**TASK:**
Please write out every line of the listing without alteration, but omit the images.

::::::

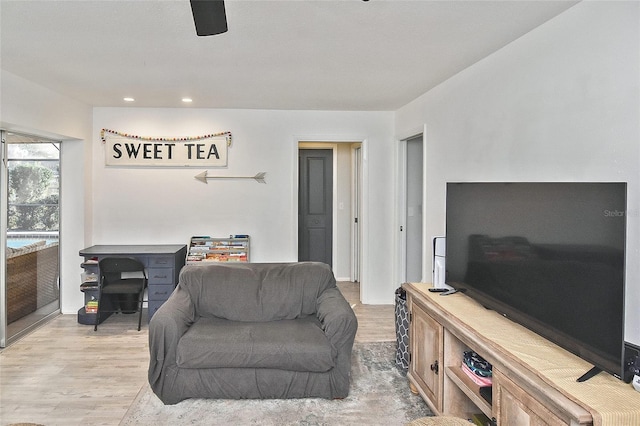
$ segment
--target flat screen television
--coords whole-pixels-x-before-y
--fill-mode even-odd
[[[629,381],[626,183],[447,184],[446,283]]]

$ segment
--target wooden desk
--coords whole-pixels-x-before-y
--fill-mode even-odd
[[[96,274],[99,272],[98,265],[95,262],[89,262],[90,260],[100,261],[105,257],[132,257],[142,262],[149,279],[149,319],[169,298],[178,284],[178,276],[185,264],[186,255],[186,245],[173,244],[97,245],[80,250],[80,256],[84,258],[82,267],[85,271]],[[87,293],[85,293],[86,298]]]

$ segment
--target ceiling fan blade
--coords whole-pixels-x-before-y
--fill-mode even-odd
[[[209,36],[227,32],[227,16],[223,0],[191,0],[196,34]]]

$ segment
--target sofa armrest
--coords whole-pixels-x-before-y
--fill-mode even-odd
[[[329,342],[338,351],[339,362],[346,361],[351,366],[351,359],[340,360],[340,356],[346,353],[350,357],[358,320],[337,287],[325,290],[318,297],[317,316]]]
[[[331,374],[333,397],[344,398],[349,394],[351,350],[358,320],[337,287],[325,290],[318,297],[316,312],[331,346],[336,350],[336,365]]]
[[[180,338],[195,321],[195,307],[180,285],[160,306],[149,322],[149,384],[162,388],[166,369],[176,365]],[[163,373],[164,371],[164,373]],[[156,394],[159,394],[156,392]]]

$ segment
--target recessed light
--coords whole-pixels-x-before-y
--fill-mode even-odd
[[[133,101],[135,101],[135,99],[133,99],[133,98],[122,98],[122,100],[125,101],[125,102],[133,102]]]
[[[193,99],[191,99],[191,98],[182,98],[182,102],[188,104],[189,102],[193,102]]]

::::::

**EXERCISE RESULT:**
$ segment
--target flat screen television
--coords whole-pixels-x-before-y
--fill-mode even-odd
[[[629,381],[626,183],[447,184],[446,283]]]

$ segment
--target wooden desk
--coords whole-pixels-x-before-y
--fill-mode even-odd
[[[96,274],[99,272],[98,265],[95,262],[89,262],[90,260],[100,261],[105,257],[132,257],[142,262],[149,279],[149,319],[169,298],[178,284],[178,276],[185,264],[186,255],[186,245],[173,244],[97,245],[80,250],[80,256],[84,258],[82,267],[85,271]],[[87,293],[85,293],[86,298]]]

$ segment
--target ceiling fan blade
--coords whole-pixels-x-before-y
--fill-mode even-odd
[[[209,36],[227,32],[227,16],[223,0],[191,0],[196,34]]]

$ segment
--target sofa armrest
--coords whole-pixels-x-before-y
--fill-mode even-odd
[[[329,342],[338,351],[339,362],[346,361],[351,366],[351,359],[340,360],[340,356],[346,353],[350,357],[358,320],[337,287],[325,290],[318,297],[317,316]]]
[[[331,374],[333,397],[344,398],[349,394],[351,350],[358,320],[337,287],[325,290],[318,297],[316,312],[331,346],[336,350],[336,365]]]
[[[180,338],[195,321],[195,307],[180,285],[160,306],[149,322],[149,384],[162,388],[166,369],[176,365]],[[163,373],[164,371],[164,373]],[[156,394],[159,394],[156,392]]]

$ segment
--target recessed light
--coords whole-pixels-x-before-y
--fill-mode even-odd
[[[133,101],[135,101],[135,99],[133,99],[133,98],[122,98],[122,100],[125,101],[125,102],[133,102]]]
[[[193,99],[191,99],[191,98],[182,98],[182,102],[188,104],[189,102],[193,102]]]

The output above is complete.